(SOURCE MATERIAL)
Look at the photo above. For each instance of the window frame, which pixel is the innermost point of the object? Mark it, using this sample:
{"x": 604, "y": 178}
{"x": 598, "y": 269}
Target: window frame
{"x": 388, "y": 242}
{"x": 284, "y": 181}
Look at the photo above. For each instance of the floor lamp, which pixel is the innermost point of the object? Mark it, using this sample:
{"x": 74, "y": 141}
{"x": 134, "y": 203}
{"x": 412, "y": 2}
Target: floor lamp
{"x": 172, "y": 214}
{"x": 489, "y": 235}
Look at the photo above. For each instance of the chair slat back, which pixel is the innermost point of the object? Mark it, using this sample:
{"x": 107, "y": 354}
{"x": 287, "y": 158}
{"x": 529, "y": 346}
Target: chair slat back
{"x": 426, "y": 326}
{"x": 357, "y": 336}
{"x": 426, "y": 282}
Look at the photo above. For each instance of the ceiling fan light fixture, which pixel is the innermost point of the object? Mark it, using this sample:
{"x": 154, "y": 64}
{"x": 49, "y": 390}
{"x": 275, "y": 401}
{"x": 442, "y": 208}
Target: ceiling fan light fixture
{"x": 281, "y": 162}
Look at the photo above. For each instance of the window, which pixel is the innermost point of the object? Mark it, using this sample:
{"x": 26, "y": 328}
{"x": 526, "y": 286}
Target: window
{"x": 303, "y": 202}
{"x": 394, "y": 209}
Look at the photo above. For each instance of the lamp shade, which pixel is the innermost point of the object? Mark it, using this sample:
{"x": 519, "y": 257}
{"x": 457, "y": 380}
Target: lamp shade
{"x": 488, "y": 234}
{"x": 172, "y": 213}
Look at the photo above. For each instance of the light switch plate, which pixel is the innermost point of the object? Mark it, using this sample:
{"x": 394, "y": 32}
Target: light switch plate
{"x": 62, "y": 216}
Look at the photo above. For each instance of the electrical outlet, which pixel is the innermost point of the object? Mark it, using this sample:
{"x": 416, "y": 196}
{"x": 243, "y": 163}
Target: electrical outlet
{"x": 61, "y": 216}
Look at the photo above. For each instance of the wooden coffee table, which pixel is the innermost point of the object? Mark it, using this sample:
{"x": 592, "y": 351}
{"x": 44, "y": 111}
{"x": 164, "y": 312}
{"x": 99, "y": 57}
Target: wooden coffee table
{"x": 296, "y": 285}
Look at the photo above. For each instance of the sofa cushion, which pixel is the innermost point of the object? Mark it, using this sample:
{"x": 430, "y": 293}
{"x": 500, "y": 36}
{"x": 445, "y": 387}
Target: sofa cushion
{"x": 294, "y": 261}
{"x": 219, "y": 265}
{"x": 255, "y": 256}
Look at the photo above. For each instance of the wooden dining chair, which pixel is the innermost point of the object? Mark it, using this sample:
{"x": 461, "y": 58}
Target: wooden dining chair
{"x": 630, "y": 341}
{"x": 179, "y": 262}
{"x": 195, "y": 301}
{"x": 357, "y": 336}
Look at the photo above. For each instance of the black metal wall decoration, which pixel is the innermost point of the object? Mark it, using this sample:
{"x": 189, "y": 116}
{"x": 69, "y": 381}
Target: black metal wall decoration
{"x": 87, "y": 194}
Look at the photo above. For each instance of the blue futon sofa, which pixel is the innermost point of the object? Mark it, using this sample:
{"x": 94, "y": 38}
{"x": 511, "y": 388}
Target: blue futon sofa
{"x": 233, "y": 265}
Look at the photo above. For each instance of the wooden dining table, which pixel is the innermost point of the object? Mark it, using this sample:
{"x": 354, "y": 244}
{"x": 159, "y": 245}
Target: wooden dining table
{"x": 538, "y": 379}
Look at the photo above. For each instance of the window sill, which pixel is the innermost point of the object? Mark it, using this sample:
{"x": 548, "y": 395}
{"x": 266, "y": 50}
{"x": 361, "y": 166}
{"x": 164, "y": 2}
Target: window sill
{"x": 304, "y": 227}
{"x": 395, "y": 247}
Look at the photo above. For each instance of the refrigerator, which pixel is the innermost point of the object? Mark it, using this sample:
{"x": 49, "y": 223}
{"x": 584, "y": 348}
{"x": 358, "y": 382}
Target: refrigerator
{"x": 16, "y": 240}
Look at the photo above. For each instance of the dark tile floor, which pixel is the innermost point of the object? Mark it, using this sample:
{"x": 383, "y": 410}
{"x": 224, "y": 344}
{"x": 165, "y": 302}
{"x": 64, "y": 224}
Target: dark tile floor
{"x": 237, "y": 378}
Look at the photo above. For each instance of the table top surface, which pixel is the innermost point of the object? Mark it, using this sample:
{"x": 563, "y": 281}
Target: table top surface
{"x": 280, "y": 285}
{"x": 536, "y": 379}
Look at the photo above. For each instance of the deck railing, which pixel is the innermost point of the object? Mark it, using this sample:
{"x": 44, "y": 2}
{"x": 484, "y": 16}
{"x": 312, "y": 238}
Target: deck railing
(End SOURCE MATERIAL)
_HOW TO COMPLETE THIS TASK_
Give every entry again in full, precisely as written above.

_FINAL ANSWER_
Look at the photo above. For each instance of the window frame, which pixel is the innermost point of the object? Mark it, using this sample:
{"x": 604, "y": 178}
{"x": 598, "y": 269}
Target: window frame
{"x": 388, "y": 242}
{"x": 284, "y": 181}
Look at the photo above. For each instance of the floor lamp, which pixel is the innermost point of the object? Mark it, using this sample:
{"x": 74, "y": 141}
{"x": 134, "y": 203}
{"x": 412, "y": 2}
Target: floor lamp
{"x": 172, "y": 214}
{"x": 489, "y": 235}
Look at the photo above. For each instance of the chair slat back, which pixel is the innermost point of the object? Mark it, using this sample:
{"x": 107, "y": 354}
{"x": 287, "y": 158}
{"x": 529, "y": 346}
Target: chair slat back
{"x": 426, "y": 326}
{"x": 357, "y": 336}
{"x": 426, "y": 282}
Look at the photo above. For each instance of the ceiling fan light fixture, which pixel is the innermost point of the object? Mark it, using this sample:
{"x": 154, "y": 64}
{"x": 49, "y": 390}
{"x": 275, "y": 401}
{"x": 442, "y": 208}
Target: ceiling fan light fixture
{"x": 281, "y": 162}
Look at the photo above. For each instance of the window, which pixel is the innermost point of the object? Mark it, using this sample:
{"x": 26, "y": 328}
{"x": 526, "y": 286}
Target: window
{"x": 303, "y": 202}
{"x": 394, "y": 209}
Look at the photo above. For each instance of the lamp shade, which pixel is the innermost point of the object? Mark it, using this sample:
{"x": 519, "y": 257}
{"x": 457, "y": 380}
Target: lamp shade
{"x": 488, "y": 234}
{"x": 172, "y": 213}
Look at the photo above. For each instance of the light switch plate, which pixel is the innermost point of the object? Mark it, using this sample:
{"x": 394, "y": 32}
Target: light switch plate
{"x": 62, "y": 216}
Look at the photo above. For each instance of the electrical outlet, which pixel is the innermost point of the object? Mark it, using this sample:
{"x": 416, "y": 196}
{"x": 243, "y": 163}
Target: electrical outlet
{"x": 61, "y": 216}
Look at the photo above. For each instance of the wooden coffee table, which pixel is the innermost point of the object? Mark it, using this sample:
{"x": 592, "y": 351}
{"x": 44, "y": 111}
{"x": 164, "y": 312}
{"x": 99, "y": 57}
Target: wooden coffee table
{"x": 296, "y": 285}
Look at the photo above. For each instance of the sofa cushion, which pixel is the innermost point of the object? Mark it, using this sample:
{"x": 430, "y": 293}
{"x": 500, "y": 36}
{"x": 445, "y": 387}
Target: sofa cushion
{"x": 294, "y": 261}
{"x": 219, "y": 265}
{"x": 255, "y": 256}
Look at the photo above. For each instance of the wooden dining chair, which pixel is the innermost point of the object? Mark it, using this sample:
{"x": 461, "y": 58}
Target: wooden dining chair
{"x": 630, "y": 341}
{"x": 179, "y": 262}
{"x": 195, "y": 301}
{"x": 357, "y": 336}
Look at the photo above. For each instance of the black metal wall decoration, which pixel is the innermost point of the object? Mark it, using this sample:
{"x": 189, "y": 116}
{"x": 69, "y": 381}
Target: black metal wall decoration
{"x": 87, "y": 194}
Look at the photo above. For each instance of the blue futon sofa, which pixel is the innermost point of the object? Mark it, using this sample:
{"x": 94, "y": 38}
{"x": 511, "y": 388}
Target: blue futon sofa
{"x": 233, "y": 265}
Look at the photo above. For each instance of the wooden dining table, which pixel is the innermost point of the object? Mark it, using this sample:
{"x": 354, "y": 244}
{"x": 159, "y": 245}
Target: wooden dining table
{"x": 538, "y": 379}
Look at the photo above. For each instance of the window sill, which pixel is the innermost point of the object? Mark it, using this sample:
{"x": 548, "y": 395}
{"x": 266, "y": 50}
{"x": 361, "y": 166}
{"x": 164, "y": 2}
Target: window sill
{"x": 304, "y": 227}
{"x": 395, "y": 247}
Look at the photo above. For each instance of the refrigerator, which pixel is the innermost point of the object? Mark it, using this sample:
{"x": 49, "y": 223}
{"x": 584, "y": 348}
{"x": 358, "y": 382}
Target: refrigerator
{"x": 16, "y": 240}
Look at the photo above. For each instance of the dark tile floor, which pixel is the innermost point of the object? Mark it, using this sample:
{"x": 383, "y": 410}
{"x": 224, "y": 344}
{"x": 165, "y": 302}
{"x": 64, "y": 224}
Target: dark tile floor
{"x": 237, "y": 378}
Look at the photo above. For each instance of the table top surface, which pixel is the innermost point of the object? Mark it, using this sample:
{"x": 563, "y": 281}
Target: table top surface
{"x": 280, "y": 285}
{"x": 536, "y": 379}
Look at the photo above. For each instance of the deck railing, which pixel is the innermost point of the object? Mark it, using this sample:
{"x": 44, "y": 2}
{"x": 484, "y": 16}
{"x": 312, "y": 238}
Target: deck railing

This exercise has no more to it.